### Given entries:
┄┄┄┄┄┄┄┄┄┄

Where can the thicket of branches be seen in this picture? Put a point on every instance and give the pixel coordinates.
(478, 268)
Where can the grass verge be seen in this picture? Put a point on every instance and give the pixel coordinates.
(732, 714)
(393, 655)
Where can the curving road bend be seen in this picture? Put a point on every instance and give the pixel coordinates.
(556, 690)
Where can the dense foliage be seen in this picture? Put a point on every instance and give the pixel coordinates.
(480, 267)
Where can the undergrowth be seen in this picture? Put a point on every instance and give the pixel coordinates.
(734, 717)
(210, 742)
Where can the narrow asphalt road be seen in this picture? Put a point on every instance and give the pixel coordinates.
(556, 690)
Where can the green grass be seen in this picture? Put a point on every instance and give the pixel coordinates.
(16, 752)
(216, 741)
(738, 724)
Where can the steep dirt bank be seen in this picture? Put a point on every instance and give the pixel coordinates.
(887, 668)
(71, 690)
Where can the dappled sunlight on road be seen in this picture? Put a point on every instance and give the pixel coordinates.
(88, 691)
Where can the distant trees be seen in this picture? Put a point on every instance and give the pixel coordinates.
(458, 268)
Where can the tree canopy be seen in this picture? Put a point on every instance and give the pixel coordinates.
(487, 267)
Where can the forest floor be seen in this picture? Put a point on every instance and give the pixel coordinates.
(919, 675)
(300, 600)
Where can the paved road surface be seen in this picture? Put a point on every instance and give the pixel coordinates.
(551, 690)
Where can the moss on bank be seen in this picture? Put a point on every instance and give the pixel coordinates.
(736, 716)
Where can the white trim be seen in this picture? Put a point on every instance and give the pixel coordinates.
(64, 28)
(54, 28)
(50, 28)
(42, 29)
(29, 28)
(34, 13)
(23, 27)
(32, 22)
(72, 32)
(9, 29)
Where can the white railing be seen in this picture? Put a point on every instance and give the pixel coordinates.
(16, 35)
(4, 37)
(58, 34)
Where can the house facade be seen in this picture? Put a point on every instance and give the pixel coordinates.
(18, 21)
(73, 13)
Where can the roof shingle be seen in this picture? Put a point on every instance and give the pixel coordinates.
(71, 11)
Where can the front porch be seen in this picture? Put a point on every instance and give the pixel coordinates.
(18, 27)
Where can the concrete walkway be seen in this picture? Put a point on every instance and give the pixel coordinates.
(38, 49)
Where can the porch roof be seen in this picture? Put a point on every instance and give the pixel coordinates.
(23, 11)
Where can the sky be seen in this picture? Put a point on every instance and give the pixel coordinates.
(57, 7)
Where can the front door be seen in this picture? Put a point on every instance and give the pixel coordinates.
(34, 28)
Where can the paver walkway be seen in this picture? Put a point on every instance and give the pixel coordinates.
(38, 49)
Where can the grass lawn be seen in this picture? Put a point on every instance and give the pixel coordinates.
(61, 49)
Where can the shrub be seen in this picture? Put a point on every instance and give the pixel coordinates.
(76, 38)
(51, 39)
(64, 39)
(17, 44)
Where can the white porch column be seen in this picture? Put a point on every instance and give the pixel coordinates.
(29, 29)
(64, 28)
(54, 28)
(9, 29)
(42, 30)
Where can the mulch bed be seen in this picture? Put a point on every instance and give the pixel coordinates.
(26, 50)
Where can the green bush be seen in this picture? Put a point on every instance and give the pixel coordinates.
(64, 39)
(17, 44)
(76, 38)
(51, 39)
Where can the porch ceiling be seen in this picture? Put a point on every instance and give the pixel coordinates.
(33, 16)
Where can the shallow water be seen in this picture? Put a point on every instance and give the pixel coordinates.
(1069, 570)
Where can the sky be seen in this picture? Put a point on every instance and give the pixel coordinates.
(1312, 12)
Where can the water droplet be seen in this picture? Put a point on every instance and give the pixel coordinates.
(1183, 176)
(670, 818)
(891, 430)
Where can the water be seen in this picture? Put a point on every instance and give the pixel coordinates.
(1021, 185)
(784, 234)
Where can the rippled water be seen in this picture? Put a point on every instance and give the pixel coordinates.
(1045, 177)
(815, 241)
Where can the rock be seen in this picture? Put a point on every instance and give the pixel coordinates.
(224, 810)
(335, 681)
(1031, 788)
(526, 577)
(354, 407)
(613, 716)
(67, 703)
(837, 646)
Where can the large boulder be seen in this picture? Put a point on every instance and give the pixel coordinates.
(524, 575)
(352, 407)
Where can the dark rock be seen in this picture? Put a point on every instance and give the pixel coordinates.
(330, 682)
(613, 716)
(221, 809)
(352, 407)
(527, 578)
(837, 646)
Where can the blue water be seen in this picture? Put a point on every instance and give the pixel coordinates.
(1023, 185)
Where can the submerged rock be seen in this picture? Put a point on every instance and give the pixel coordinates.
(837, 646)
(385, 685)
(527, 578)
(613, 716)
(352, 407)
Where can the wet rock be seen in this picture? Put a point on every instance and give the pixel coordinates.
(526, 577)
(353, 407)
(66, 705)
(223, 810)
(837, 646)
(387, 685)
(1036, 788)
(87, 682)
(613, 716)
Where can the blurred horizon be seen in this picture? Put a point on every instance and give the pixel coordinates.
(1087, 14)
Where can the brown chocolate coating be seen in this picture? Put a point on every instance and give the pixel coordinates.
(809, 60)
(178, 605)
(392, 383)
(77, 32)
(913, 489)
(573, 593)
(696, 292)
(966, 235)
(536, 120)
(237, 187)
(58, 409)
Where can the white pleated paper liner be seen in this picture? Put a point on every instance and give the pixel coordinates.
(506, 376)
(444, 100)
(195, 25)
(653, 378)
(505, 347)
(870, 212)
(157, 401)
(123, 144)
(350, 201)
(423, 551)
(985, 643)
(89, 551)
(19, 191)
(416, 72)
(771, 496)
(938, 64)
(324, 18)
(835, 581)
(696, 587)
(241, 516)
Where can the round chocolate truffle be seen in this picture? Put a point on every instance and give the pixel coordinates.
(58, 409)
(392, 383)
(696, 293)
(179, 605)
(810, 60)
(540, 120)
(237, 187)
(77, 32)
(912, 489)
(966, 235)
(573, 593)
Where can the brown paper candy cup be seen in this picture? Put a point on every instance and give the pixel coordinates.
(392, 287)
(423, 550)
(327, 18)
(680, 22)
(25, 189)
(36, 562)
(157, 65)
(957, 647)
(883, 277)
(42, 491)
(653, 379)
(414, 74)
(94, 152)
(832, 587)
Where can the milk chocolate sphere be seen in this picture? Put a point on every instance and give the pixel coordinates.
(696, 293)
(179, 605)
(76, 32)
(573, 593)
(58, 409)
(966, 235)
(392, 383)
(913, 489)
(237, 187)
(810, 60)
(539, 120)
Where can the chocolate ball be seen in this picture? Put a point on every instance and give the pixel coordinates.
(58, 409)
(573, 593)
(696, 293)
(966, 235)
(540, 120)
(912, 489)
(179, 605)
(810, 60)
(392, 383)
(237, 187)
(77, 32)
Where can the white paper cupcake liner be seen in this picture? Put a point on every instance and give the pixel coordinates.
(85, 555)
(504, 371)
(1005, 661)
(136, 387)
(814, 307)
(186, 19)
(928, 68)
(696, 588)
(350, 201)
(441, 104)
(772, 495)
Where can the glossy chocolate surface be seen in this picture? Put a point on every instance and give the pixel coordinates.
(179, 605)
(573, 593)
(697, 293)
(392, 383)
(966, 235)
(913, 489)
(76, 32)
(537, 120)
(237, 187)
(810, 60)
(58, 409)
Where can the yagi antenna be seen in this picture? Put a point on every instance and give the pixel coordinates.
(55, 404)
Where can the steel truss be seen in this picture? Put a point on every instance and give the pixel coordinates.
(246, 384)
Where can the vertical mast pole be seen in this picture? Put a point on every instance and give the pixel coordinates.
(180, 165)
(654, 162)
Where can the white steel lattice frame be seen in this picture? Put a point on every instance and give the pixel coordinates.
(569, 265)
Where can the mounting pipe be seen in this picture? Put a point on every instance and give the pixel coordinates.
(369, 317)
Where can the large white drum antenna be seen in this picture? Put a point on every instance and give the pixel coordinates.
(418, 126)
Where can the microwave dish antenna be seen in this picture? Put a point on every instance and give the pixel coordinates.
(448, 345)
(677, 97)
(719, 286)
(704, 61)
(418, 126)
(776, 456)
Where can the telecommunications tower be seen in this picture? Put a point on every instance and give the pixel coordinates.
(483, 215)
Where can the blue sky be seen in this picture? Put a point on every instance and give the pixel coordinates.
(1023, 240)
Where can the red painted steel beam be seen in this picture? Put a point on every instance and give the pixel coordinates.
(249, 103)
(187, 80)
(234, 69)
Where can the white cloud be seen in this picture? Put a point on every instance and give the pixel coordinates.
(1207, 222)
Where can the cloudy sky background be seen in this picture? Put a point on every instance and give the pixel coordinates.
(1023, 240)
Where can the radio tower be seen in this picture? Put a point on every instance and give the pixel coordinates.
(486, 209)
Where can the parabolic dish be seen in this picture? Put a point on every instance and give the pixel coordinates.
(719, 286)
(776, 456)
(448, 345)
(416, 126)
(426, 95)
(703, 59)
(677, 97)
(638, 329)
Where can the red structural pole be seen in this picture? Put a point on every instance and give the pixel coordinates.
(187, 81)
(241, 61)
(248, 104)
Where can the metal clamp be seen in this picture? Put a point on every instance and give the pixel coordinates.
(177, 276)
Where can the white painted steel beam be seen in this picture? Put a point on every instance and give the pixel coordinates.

┄┄┄┄┄┄┄┄┄┄

### Problem description:
Give the lines exactly as they stand, from the line with "Where can the yagi" through the end of the material.

### Answer below:
Where can the yagi antenna be seen in this picture? Put a point on every instance and give the pixel coordinates.
(55, 404)
Where can the steel truss be seen in this picture? Put a point on every instance and give the pixel coordinates.
(246, 384)
Where can the vertical mast pole be seen in this picture? Put a point on every instance and give the pixel coordinates.
(180, 165)
(654, 162)
Where can the white steel lattice frame be seen in this picture? Put a point on every instance and give the pixel coordinates.
(569, 265)
Where can the mounting pipe be seen in this picture? Put a point on every instance and give the pixel coordinates.
(369, 317)
Where can the large white drum antenna be seen in this picture? Put a point on every instance and give the pixel coordinates.
(418, 126)
Where can the microwave dish antenna be seen in this picture? Put a point on every instance and give the pixel coordinates.
(448, 345)
(677, 97)
(719, 286)
(704, 61)
(418, 126)
(776, 456)
Where can the telecommunications tower be seen in this picture? Put a point on every instance and give the pixel coordinates.
(483, 215)
Where can the blue sky be seen in this picture? Put a point on every instance and give the pixel coordinates.
(1023, 240)
Where can the red painted steel beam be seen in this picture? Put a point on every instance and give the pixel coordinates.
(249, 103)
(187, 80)
(234, 69)
Where can the white cloud be seen in this picture? Put a point on every instance and give the pixel coordinates.
(1207, 222)
Where can the cloudy sky background be seen in this picture? Put a point on every instance and give the pixel coordinates.
(1023, 240)
Where can the radio tower be seen in this picture? Put a point on every instance and give the pixel coordinates.
(486, 209)
Where can the parabolic dish be seen in this picture? Put a point on every instance and give the pixel coordinates.
(719, 286)
(776, 456)
(448, 345)
(416, 126)
(426, 95)
(703, 59)
(677, 97)
(638, 329)
Where can the red structural pole be seen in this picture? Put a point on every instance and give the pixel coordinates.
(187, 81)
(241, 61)
(248, 104)
Where can the metal clamp be seen in this picture? Put a point on every instance and give the pixel coordinates.
(177, 276)
Where can the white painted steel beam be seen in this picture? Put a point on every instance and give the pixel coordinates.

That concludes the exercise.